## BEGIN

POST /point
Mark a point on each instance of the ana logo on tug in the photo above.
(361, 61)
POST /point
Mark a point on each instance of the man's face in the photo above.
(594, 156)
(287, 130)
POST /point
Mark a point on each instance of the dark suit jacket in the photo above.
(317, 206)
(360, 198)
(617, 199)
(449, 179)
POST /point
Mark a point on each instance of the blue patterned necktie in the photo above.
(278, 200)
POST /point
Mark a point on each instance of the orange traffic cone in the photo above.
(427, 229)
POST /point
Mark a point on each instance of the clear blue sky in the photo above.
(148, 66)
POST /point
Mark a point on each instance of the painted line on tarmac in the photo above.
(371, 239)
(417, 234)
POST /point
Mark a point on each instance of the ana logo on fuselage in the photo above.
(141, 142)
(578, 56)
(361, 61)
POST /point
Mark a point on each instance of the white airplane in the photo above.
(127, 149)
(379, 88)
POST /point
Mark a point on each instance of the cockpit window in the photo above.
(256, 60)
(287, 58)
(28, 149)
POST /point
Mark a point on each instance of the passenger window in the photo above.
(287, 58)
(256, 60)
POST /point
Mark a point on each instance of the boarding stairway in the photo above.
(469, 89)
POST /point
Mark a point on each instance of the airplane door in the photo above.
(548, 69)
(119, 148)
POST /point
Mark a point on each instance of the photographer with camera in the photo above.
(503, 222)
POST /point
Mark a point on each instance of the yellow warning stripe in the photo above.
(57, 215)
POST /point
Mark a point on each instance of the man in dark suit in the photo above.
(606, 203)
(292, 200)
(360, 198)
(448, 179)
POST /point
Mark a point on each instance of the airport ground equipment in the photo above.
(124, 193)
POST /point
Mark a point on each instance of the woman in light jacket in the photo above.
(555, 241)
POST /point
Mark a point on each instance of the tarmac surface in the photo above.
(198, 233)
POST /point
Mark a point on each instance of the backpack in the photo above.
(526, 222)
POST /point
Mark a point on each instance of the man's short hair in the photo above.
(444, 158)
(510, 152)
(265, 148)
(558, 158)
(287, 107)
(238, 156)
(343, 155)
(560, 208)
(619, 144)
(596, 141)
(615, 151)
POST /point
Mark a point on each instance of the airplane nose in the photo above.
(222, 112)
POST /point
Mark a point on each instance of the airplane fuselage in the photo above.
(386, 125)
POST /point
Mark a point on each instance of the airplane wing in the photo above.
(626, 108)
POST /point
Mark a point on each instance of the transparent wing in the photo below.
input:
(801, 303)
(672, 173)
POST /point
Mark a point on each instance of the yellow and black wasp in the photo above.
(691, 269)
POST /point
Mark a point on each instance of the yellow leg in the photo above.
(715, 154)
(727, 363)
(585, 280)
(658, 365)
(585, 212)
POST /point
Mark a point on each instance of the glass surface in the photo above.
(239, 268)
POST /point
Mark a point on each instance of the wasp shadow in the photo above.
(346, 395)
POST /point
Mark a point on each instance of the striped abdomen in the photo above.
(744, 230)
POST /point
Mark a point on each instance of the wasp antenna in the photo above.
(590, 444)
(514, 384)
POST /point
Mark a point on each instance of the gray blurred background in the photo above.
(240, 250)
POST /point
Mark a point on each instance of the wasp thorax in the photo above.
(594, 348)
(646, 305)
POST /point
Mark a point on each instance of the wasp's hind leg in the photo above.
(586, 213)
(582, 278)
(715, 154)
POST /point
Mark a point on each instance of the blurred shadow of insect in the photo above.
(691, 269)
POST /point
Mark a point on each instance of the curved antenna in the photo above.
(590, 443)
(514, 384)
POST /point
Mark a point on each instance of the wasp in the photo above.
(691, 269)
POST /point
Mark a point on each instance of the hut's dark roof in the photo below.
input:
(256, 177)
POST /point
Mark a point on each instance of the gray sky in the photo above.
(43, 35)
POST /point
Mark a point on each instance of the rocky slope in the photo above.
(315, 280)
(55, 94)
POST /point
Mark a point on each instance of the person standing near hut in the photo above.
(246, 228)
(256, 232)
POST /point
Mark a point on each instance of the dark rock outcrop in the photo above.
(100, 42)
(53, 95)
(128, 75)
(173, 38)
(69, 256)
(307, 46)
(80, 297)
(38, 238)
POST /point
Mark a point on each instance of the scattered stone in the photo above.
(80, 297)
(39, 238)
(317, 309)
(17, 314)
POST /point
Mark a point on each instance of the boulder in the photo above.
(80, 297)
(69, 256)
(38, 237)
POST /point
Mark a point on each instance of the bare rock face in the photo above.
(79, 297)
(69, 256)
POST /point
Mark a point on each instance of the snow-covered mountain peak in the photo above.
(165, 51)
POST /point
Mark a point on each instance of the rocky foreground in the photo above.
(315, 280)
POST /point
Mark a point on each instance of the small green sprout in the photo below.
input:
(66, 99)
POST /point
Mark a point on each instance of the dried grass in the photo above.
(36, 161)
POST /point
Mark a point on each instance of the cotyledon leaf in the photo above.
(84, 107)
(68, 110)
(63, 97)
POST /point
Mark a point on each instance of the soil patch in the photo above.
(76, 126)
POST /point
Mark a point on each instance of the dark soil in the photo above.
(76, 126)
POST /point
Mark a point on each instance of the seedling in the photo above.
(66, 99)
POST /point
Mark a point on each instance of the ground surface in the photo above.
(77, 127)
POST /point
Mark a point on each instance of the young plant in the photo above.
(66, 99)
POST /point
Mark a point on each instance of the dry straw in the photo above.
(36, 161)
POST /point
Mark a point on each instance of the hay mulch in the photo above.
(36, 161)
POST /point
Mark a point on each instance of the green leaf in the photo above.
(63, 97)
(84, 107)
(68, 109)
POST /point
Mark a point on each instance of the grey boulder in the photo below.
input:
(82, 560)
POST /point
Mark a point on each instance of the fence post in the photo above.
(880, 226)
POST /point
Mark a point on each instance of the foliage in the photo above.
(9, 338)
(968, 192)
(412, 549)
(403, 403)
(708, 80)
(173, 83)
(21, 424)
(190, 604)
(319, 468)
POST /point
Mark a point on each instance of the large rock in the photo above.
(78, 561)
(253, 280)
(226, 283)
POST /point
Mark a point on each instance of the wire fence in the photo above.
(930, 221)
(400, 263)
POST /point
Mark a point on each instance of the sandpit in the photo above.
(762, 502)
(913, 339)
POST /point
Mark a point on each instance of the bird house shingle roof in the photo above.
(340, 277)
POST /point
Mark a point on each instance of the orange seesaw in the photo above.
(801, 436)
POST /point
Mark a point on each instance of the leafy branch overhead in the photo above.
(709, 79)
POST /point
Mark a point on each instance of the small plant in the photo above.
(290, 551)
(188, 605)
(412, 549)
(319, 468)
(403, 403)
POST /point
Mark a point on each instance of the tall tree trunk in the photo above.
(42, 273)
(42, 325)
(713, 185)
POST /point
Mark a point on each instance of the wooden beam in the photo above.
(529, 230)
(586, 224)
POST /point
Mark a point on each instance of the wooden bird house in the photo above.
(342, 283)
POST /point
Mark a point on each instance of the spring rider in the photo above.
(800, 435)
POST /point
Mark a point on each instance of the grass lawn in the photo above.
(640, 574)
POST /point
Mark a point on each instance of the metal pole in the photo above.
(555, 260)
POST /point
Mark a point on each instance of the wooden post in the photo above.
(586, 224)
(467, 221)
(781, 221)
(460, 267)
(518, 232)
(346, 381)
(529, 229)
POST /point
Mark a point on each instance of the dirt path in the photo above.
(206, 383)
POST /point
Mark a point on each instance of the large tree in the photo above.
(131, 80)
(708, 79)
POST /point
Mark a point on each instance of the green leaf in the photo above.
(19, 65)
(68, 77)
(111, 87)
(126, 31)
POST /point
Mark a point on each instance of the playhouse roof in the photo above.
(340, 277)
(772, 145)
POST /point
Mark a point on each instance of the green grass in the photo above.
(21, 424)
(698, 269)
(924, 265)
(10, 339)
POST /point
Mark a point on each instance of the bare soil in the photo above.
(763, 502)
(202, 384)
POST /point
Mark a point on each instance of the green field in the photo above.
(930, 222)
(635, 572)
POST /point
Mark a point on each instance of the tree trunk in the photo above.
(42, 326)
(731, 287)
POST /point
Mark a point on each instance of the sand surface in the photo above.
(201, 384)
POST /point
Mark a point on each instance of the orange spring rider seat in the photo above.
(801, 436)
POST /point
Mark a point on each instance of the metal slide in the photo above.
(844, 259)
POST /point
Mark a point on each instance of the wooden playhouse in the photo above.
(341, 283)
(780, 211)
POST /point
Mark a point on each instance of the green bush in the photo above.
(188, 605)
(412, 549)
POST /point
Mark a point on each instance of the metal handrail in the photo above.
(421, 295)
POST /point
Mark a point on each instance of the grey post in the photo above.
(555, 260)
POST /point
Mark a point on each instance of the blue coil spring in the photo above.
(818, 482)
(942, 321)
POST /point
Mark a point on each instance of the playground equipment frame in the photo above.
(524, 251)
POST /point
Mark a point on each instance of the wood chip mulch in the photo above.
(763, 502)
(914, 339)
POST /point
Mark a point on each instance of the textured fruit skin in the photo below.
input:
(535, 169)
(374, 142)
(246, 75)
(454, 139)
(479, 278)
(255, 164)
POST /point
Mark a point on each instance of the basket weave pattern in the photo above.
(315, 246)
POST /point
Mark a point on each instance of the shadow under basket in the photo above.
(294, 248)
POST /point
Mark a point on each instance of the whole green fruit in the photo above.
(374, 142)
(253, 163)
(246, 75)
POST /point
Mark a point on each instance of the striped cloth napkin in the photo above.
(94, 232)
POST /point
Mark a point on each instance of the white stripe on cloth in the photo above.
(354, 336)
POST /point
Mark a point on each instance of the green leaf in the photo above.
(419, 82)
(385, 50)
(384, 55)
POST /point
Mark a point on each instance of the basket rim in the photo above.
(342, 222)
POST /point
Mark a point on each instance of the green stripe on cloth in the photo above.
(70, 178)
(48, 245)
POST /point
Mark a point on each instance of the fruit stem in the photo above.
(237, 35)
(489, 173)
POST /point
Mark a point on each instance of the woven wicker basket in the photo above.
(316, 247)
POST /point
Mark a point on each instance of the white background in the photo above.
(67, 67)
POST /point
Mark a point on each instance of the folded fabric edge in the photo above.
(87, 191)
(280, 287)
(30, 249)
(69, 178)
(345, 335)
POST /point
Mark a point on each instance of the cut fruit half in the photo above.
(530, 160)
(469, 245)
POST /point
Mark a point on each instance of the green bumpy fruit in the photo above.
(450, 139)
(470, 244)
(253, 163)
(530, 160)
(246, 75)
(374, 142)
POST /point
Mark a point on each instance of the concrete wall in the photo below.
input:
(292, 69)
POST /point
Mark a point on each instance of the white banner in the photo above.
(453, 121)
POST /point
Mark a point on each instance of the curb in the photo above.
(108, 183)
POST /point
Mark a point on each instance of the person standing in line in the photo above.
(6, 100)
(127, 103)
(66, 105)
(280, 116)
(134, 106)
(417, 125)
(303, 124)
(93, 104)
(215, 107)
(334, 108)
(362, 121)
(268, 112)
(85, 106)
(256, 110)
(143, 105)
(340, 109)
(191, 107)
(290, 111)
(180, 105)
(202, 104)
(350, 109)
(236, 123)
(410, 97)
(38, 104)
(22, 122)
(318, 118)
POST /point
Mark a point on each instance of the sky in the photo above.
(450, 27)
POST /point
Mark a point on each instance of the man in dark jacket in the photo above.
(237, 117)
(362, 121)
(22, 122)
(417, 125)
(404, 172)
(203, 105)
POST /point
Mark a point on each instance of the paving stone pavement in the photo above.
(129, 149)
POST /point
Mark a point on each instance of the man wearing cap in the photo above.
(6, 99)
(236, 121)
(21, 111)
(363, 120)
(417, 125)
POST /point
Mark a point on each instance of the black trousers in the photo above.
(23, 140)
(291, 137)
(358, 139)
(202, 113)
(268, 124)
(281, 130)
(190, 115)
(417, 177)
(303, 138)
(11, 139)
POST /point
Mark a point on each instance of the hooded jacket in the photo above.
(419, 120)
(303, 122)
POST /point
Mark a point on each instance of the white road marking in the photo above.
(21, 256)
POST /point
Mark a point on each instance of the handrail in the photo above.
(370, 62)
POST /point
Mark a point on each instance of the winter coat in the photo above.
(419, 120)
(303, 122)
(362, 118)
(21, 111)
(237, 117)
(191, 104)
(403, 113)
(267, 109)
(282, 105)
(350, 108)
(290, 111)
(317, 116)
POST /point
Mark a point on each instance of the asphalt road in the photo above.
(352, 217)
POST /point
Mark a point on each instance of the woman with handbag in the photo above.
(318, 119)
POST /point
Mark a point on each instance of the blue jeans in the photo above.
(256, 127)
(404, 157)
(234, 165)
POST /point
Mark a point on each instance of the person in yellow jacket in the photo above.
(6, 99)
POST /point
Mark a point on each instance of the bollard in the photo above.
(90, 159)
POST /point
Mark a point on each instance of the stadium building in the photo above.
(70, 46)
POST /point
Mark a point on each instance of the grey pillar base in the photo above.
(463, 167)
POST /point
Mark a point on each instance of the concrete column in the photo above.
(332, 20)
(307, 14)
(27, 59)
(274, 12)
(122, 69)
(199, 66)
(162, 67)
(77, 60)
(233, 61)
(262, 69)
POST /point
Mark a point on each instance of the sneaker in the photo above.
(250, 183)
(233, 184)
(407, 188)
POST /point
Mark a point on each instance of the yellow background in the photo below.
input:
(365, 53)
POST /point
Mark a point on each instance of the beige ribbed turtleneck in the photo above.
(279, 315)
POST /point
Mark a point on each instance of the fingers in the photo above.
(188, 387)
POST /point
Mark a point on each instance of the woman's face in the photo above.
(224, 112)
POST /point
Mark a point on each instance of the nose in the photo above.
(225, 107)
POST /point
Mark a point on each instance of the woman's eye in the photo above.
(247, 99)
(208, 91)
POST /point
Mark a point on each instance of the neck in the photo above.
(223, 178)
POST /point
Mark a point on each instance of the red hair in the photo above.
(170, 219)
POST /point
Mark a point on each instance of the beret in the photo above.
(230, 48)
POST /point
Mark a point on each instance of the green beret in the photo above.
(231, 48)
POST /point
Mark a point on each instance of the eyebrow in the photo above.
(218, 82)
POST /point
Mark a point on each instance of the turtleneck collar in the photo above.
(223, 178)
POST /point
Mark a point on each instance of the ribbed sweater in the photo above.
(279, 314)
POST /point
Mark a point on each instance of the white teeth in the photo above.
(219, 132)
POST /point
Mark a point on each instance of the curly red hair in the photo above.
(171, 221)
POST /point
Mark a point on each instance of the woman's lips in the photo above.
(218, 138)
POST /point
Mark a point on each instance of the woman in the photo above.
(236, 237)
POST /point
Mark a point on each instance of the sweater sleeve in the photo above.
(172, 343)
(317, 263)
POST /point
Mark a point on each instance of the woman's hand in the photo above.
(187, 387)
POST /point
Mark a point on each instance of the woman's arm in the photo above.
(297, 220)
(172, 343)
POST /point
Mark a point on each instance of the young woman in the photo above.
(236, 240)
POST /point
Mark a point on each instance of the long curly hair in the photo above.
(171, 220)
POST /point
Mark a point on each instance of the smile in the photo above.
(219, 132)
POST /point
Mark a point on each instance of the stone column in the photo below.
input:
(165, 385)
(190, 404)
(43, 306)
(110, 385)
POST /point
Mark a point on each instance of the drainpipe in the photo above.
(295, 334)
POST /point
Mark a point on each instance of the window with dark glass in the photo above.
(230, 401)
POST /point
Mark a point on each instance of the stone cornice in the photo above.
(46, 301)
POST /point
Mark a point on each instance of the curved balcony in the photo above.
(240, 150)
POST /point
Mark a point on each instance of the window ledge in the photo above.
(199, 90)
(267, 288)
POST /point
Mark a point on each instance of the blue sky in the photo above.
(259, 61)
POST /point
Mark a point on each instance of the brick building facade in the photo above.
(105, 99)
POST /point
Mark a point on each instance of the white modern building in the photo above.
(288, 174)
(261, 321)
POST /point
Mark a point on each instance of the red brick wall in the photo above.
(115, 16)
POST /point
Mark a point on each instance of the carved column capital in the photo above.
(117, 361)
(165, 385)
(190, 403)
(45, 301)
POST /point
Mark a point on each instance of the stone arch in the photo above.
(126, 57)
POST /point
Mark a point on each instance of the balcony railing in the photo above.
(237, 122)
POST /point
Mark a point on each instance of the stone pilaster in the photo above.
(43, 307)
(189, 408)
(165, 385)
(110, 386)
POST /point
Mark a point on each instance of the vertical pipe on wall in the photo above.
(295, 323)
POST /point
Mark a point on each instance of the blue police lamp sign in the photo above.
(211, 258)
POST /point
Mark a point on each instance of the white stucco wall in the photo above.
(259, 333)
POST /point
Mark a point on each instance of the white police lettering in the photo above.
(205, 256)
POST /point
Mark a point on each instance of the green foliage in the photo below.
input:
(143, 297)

## END

Aim of the exercise:
Report every line of the records that contains the word "large", with case counting.

Result of this task:
Mark a point on each instance of the large rock in the photo above.
Mark a point on each instance of the large tree in the photo above.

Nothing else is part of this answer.